» Record extracts:
Begin

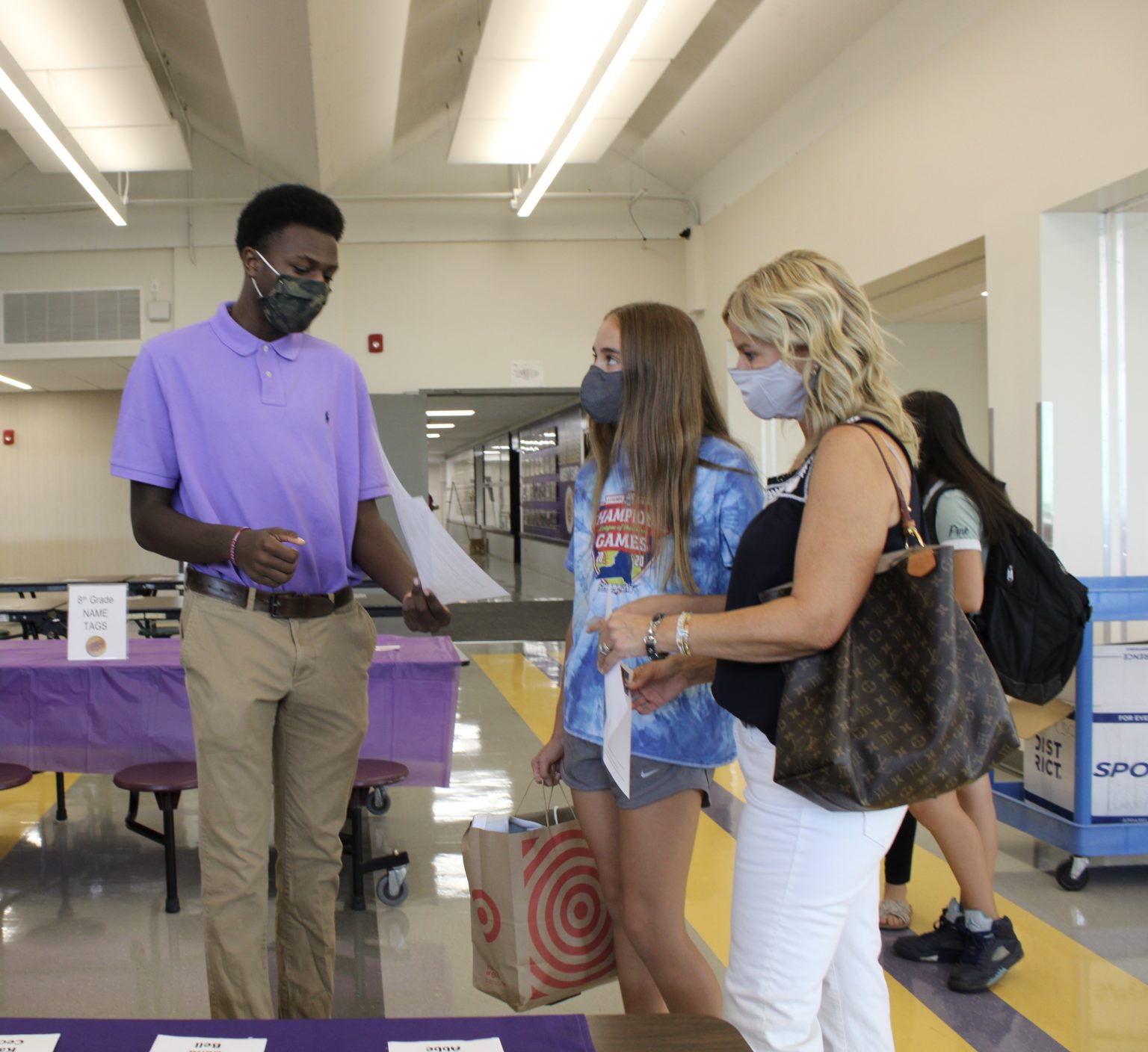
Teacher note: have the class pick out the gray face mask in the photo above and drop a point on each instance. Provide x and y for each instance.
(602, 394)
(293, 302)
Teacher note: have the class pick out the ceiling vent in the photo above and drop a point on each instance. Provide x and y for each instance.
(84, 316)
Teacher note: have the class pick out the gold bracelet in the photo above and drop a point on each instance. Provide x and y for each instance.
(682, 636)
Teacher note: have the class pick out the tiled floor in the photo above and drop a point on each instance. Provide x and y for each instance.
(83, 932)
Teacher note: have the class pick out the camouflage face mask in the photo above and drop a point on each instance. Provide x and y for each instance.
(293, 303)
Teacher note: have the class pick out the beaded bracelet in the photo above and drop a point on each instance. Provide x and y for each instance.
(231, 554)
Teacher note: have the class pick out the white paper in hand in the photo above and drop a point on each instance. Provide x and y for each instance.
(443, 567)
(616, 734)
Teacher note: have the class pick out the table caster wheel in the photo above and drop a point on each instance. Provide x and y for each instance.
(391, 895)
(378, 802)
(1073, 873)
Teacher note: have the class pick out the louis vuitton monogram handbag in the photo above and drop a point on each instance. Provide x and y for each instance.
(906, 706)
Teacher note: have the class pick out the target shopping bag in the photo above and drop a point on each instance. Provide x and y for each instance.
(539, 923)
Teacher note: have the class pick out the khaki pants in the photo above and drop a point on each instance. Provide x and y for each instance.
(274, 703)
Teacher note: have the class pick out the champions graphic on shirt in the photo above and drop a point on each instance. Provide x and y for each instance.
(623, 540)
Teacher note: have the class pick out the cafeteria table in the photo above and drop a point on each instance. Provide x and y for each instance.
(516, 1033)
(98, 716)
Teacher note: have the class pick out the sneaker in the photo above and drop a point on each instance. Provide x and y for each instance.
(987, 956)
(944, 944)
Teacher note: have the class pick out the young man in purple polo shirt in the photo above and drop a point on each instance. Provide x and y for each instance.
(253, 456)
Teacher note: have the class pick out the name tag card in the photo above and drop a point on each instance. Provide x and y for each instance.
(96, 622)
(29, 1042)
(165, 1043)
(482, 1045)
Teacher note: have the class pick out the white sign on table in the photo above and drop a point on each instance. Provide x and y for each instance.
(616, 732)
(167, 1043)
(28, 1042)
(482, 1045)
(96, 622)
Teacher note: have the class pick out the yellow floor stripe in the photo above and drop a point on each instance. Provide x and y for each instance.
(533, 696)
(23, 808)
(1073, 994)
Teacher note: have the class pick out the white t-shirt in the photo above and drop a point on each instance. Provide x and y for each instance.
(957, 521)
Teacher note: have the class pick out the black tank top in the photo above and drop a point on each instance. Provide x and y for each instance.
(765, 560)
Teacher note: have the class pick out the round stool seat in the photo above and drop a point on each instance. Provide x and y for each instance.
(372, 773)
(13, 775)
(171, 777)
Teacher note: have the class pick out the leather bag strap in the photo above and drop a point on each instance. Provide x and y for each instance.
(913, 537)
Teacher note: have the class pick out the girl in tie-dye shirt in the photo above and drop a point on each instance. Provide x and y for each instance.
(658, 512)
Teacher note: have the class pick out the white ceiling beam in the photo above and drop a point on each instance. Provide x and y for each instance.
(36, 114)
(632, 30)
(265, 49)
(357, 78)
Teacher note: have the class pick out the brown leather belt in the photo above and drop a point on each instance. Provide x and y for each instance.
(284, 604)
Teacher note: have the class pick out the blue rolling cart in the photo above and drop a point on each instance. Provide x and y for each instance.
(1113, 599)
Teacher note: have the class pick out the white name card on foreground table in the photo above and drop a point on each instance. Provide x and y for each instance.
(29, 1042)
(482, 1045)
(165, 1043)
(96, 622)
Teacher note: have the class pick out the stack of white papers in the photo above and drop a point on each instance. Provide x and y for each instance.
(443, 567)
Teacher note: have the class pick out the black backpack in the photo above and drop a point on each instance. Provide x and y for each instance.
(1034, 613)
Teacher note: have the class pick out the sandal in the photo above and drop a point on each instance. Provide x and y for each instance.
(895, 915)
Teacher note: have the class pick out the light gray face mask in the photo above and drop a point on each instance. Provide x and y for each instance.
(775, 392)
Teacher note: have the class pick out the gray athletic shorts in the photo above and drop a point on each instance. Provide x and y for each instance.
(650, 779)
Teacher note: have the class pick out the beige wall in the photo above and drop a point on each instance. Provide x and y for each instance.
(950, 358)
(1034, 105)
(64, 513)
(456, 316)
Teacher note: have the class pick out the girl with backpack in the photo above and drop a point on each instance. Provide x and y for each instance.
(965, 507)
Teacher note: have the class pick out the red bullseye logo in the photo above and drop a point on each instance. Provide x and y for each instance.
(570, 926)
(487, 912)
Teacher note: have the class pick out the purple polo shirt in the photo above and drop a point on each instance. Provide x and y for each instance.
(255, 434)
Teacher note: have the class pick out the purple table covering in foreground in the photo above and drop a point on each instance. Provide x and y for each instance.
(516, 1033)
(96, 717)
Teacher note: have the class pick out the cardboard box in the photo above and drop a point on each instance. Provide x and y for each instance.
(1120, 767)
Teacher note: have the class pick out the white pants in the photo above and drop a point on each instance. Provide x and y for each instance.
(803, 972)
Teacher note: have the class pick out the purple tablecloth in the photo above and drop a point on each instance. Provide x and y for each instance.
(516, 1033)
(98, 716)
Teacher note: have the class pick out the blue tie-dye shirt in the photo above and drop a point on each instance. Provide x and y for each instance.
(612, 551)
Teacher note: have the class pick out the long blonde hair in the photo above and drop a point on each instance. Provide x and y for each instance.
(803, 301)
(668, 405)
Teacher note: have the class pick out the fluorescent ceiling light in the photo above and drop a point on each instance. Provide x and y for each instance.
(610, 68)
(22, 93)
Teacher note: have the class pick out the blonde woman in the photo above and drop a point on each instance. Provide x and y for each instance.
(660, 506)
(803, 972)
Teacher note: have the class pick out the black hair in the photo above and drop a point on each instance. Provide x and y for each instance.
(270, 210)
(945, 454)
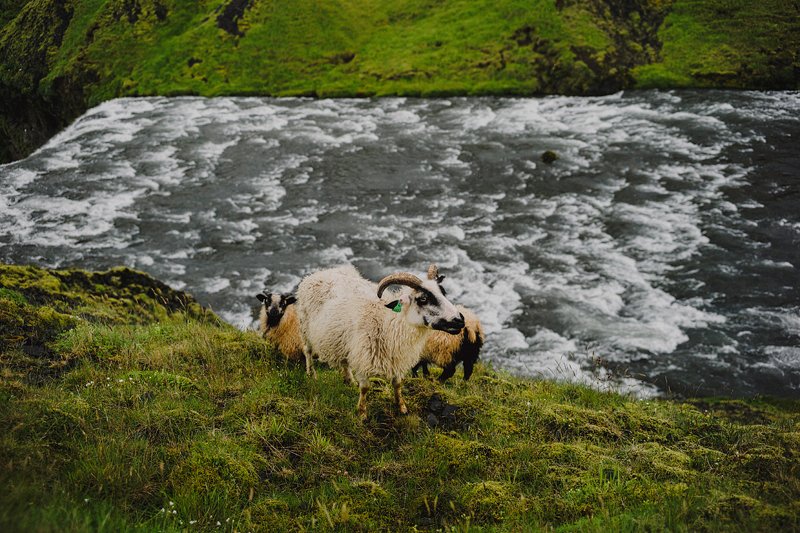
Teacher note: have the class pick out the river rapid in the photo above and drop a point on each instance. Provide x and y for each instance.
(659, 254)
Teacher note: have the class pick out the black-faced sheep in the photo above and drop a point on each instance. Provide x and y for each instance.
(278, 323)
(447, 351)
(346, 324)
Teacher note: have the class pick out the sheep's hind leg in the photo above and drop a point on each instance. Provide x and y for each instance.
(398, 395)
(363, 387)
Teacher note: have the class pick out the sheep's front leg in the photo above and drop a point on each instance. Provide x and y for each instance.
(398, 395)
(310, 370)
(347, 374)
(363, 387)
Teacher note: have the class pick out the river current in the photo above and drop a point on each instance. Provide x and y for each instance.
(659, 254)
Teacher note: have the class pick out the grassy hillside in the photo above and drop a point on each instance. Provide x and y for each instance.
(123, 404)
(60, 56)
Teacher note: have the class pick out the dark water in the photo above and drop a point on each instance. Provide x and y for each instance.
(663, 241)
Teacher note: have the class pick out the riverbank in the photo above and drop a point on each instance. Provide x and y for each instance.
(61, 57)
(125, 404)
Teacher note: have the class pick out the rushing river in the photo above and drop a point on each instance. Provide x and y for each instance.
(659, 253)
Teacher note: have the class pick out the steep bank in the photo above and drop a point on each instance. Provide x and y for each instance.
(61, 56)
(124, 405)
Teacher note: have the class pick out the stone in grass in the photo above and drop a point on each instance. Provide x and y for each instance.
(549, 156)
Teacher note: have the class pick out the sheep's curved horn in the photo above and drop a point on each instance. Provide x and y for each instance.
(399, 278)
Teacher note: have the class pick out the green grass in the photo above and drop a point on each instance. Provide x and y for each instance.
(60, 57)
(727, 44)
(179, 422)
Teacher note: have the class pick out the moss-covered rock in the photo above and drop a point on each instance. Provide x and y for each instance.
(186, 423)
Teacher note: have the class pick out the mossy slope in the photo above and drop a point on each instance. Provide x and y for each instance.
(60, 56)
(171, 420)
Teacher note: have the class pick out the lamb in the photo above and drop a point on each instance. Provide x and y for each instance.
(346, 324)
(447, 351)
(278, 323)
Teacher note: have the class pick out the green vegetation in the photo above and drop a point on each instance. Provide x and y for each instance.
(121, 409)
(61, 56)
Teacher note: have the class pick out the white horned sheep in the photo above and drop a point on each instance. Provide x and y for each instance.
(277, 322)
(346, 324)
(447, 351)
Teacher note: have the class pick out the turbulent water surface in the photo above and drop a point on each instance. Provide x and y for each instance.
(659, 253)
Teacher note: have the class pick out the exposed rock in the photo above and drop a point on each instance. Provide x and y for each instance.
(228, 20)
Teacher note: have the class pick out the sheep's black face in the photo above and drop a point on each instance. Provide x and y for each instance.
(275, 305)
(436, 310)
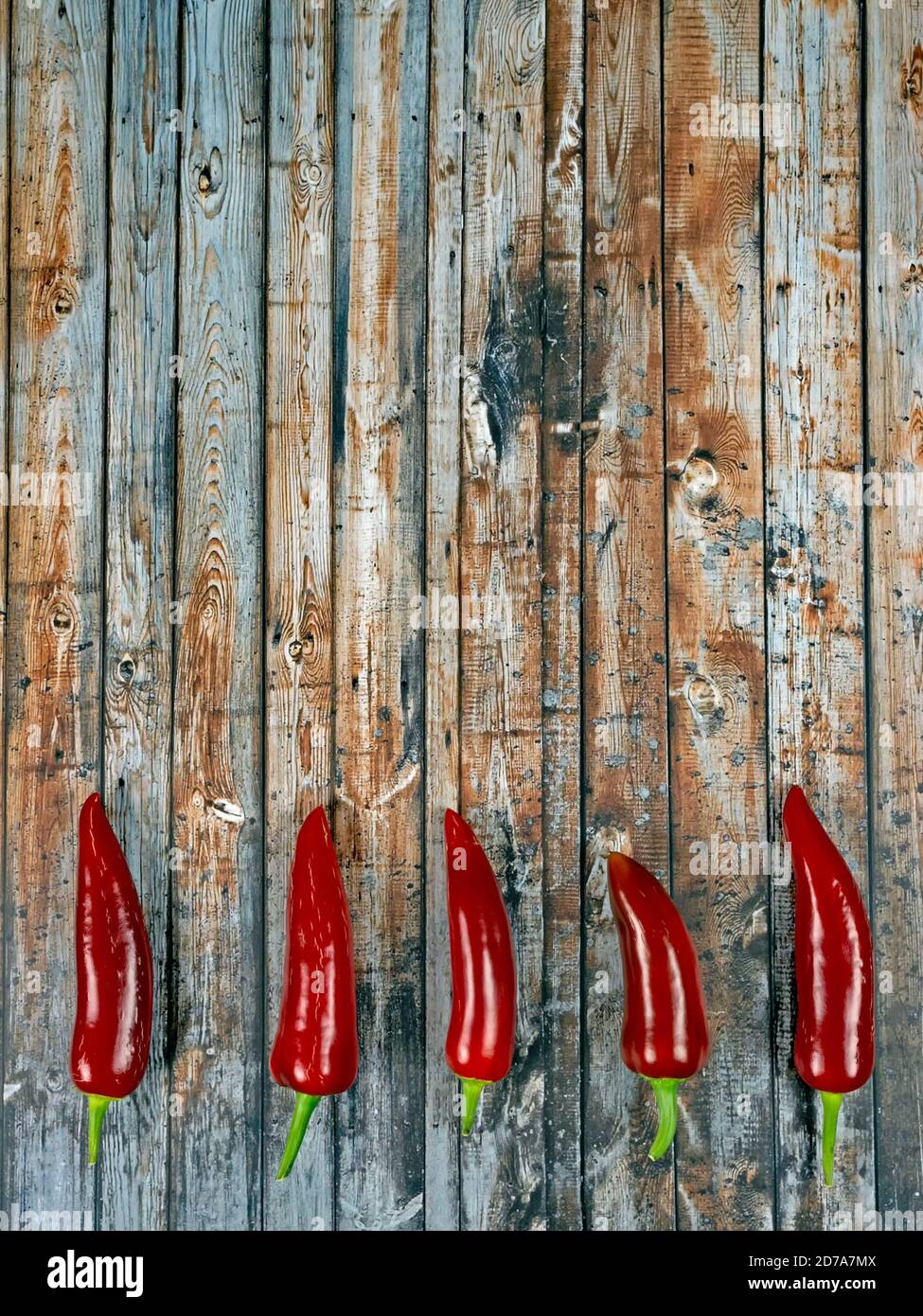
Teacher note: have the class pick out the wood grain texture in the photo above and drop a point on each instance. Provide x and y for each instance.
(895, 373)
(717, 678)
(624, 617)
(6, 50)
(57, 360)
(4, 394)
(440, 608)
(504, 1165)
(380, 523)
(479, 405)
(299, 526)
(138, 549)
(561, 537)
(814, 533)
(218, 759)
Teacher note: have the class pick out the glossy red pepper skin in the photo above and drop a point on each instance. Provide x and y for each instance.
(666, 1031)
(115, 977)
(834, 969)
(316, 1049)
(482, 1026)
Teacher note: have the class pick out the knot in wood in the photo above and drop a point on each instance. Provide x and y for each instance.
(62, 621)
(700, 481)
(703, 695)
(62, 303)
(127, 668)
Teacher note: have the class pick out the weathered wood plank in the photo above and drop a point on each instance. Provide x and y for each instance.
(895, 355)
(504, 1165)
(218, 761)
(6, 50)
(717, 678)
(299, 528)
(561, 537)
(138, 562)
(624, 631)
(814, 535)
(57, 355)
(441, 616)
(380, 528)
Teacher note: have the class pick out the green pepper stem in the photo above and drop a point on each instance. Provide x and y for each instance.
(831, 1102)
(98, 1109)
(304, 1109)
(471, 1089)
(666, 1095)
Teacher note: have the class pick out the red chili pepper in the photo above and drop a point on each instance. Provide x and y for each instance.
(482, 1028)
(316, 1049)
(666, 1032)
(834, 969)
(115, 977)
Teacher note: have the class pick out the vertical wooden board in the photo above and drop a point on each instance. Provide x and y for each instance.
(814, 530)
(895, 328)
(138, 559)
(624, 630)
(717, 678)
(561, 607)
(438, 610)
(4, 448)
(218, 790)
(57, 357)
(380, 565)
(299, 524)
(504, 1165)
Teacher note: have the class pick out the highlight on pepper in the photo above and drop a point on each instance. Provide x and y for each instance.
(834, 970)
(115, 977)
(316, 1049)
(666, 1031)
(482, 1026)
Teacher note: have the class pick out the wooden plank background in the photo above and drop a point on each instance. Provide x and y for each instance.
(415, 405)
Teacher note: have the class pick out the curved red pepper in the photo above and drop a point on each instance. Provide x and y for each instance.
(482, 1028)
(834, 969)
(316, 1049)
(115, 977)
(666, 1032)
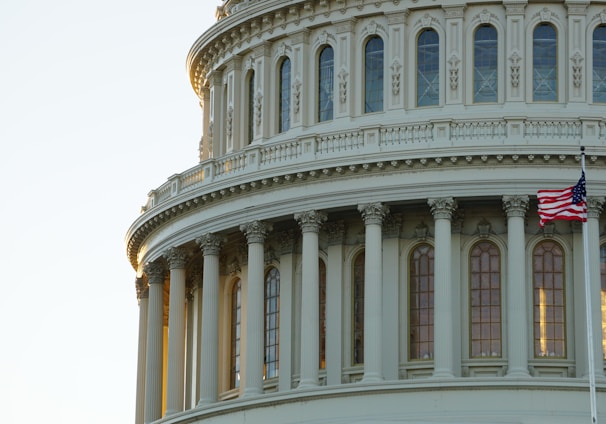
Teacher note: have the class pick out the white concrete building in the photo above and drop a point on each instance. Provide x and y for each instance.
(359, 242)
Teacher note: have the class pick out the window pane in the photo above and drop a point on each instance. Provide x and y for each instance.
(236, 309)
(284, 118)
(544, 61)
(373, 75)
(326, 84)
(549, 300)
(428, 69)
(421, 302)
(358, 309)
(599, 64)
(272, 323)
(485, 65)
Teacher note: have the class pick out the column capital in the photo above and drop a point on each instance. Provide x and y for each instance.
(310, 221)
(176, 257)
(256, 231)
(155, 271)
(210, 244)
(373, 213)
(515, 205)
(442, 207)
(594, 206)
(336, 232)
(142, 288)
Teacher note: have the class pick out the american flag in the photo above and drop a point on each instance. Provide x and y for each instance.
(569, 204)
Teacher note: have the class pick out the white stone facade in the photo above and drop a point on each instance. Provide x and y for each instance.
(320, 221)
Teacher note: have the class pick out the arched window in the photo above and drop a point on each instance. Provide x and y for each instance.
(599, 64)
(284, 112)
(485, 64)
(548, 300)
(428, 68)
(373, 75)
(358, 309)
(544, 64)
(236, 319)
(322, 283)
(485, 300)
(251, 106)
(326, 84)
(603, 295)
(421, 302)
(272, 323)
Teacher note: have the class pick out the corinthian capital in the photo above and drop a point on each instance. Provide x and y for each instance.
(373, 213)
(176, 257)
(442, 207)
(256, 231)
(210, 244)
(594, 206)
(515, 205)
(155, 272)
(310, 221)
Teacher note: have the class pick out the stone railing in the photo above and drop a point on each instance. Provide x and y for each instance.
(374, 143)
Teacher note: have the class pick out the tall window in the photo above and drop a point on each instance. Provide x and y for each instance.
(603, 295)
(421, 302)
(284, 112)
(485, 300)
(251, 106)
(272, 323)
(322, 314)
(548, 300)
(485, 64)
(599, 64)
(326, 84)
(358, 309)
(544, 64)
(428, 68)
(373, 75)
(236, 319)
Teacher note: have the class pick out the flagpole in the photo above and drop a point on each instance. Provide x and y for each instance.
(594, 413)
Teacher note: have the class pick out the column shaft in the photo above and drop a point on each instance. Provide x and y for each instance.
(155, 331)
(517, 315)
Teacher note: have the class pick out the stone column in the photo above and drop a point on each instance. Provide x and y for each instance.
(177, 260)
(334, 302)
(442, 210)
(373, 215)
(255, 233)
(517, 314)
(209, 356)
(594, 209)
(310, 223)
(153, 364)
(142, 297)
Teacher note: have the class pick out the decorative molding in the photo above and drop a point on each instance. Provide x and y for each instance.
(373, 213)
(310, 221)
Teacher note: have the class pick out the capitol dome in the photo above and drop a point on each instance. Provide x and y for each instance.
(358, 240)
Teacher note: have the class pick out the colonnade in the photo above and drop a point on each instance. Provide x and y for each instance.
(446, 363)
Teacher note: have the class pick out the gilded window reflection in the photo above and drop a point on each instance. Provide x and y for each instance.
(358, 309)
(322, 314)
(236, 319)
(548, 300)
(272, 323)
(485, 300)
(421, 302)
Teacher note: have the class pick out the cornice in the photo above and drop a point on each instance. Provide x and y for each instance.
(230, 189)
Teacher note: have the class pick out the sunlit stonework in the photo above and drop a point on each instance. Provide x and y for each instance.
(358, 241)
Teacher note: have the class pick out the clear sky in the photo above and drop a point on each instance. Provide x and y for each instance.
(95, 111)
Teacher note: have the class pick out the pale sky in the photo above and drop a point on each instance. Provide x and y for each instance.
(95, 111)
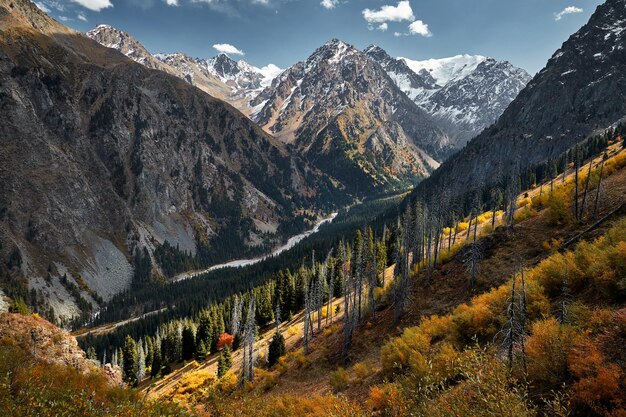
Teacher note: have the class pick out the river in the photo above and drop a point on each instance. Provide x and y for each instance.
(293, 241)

End

» Work to be completed: Beginning at the line that contains "Teacher note: have the class pick out the sunlit", copy each remaining line of the records exactly, through the final one. Omit the pictures.

» Exercise response:
Teacher note: have the class pick out the sunlit stonework in the photo above and drop a point on each instance. Provide x and y for each instance.
(358, 241)
Teacher note: have the class pick out the clear sky in the photo above and drop a point on each instance. Provide x and y for each instance.
(95, 111)
Teacher note: have the class pick out the pale sky in the photo above and drop a point on each instance. Provide x and y for each instance.
(95, 111)
Teacher note: have the class pick out the river in the photo above and drop a point on each instance. Provide x and y for each instance.
(293, 241)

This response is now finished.